◆ **How to complete this task**: Return, exactly and in full, the lines of the records below starting at the one with "Target: front bumper" and ending at the one with "Task: point to every instance of the rear side", and no other lines.
********
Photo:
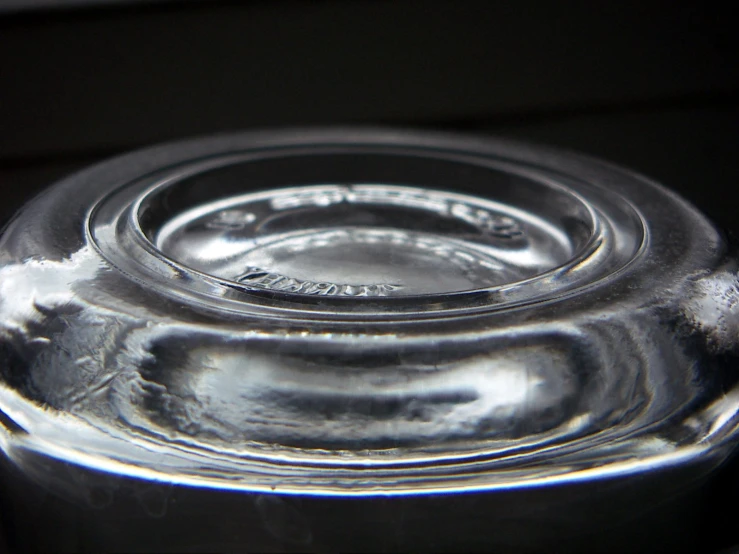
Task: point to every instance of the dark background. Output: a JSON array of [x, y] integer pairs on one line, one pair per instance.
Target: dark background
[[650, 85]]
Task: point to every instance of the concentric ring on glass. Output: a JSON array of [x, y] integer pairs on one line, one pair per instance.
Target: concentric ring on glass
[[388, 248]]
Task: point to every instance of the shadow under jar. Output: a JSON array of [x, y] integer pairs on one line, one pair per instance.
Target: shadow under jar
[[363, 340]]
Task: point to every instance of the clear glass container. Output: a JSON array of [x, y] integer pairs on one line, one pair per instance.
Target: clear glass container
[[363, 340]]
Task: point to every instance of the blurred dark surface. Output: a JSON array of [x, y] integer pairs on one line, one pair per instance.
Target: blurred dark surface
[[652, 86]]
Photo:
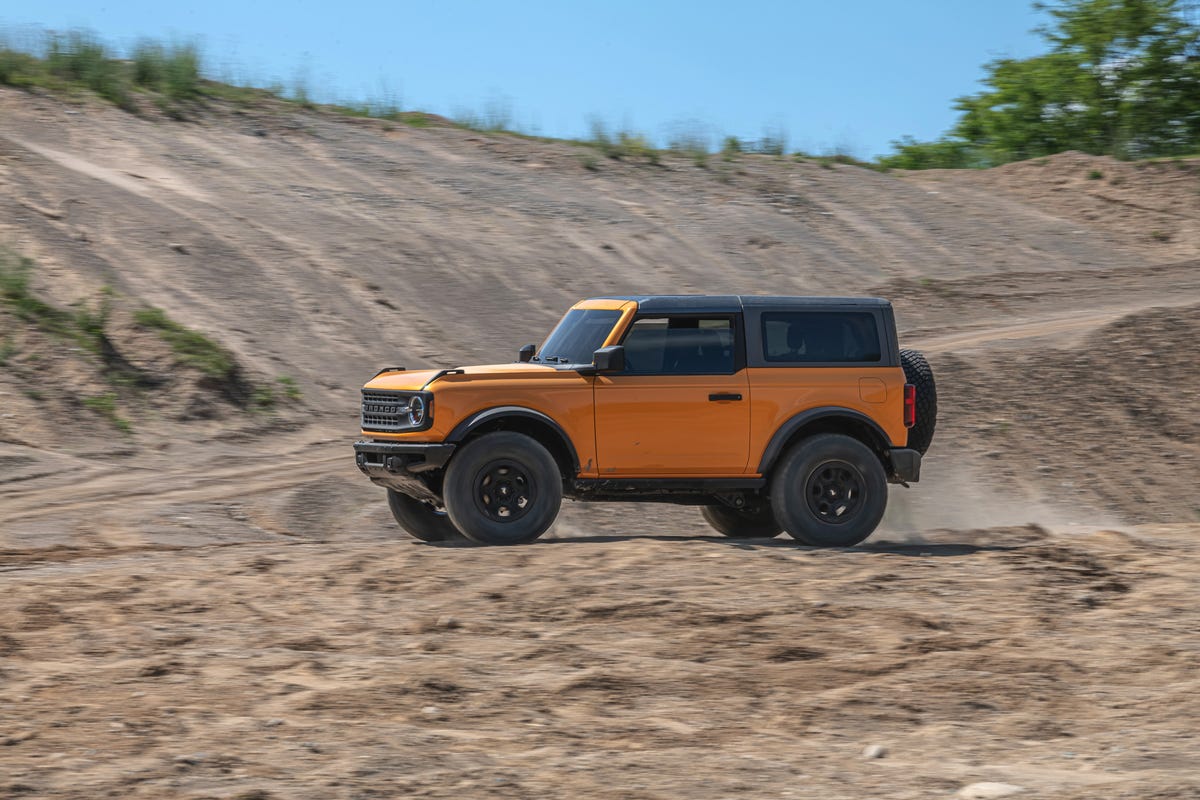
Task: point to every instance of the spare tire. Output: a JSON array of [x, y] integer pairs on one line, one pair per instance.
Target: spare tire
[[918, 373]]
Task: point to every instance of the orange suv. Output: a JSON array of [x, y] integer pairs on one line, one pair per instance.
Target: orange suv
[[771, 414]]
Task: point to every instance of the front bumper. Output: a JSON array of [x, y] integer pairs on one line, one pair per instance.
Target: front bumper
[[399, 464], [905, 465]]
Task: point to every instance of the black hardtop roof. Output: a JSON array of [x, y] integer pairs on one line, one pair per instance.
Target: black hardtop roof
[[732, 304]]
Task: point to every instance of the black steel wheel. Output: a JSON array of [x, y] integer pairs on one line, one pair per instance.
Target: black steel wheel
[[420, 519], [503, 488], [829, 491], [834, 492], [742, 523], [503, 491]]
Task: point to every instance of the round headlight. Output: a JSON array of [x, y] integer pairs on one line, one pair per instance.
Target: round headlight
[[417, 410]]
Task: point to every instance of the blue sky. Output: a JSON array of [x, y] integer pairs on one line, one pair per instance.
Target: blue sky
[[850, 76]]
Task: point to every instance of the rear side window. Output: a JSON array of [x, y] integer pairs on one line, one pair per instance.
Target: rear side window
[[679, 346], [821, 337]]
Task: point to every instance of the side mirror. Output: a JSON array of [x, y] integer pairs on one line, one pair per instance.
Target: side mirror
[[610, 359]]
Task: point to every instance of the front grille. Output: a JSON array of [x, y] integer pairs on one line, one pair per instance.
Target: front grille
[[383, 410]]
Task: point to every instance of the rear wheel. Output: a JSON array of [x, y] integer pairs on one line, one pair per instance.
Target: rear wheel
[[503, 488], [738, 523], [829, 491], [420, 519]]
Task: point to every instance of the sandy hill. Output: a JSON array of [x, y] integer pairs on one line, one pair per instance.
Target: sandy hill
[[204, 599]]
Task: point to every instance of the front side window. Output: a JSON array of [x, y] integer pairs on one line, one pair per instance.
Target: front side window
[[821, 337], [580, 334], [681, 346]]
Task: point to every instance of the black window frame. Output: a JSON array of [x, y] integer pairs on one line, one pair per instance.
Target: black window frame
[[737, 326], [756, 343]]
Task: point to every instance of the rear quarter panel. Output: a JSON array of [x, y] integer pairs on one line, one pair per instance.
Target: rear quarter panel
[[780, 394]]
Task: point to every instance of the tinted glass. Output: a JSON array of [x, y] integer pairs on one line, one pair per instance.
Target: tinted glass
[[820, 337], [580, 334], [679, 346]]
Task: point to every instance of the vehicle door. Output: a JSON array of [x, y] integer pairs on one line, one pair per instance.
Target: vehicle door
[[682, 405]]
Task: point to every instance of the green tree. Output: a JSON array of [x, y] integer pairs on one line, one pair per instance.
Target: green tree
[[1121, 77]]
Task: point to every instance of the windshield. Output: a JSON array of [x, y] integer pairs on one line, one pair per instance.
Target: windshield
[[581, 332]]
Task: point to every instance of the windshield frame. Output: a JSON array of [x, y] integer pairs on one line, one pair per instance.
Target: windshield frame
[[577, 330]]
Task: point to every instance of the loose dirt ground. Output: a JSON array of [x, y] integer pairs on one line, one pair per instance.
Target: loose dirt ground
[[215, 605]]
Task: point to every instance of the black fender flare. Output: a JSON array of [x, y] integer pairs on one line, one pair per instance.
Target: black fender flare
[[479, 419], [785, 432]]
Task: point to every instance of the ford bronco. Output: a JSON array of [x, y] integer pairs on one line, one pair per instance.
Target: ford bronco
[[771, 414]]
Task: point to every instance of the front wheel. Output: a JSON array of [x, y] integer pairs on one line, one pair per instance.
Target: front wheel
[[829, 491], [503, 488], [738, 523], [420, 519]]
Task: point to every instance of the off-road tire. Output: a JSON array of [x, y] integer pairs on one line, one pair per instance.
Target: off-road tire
********
◆ **Response to the task**:
Target: front bumper
[[399, 464], [905, 465]]
Task: point to every instance of the black hardtop roof. Output: a JSON array of [x, y] integer pairs on one line, one pair per instance.
Target: black hardtop roof
[[732, 304]]
Task: point to every instance of the black steel wheel. Output: a JSON array of [x, y] integer pairs on one line, one pair per instance.
Target: black steel wheel
[[420, 519], [503, 488], [829, 491], [834, 492], [742, 523], [503, 491]]
Task: point to every instance of the round headlight. Output: a JSON array of [x, y] integer pairs on one line, one pair per instance.
Target: round headlight
[[417, 410]]
Task: point to every instance of the blue sky. Output: a JSON array of [x, y] integer pairs on one line, one pair per instance.
Target: blue sky
[[850, 76]]
Task: point to every instance of the rear side window. Output: a JSON array of [x, y] integer pairs on one line, one pair per instance.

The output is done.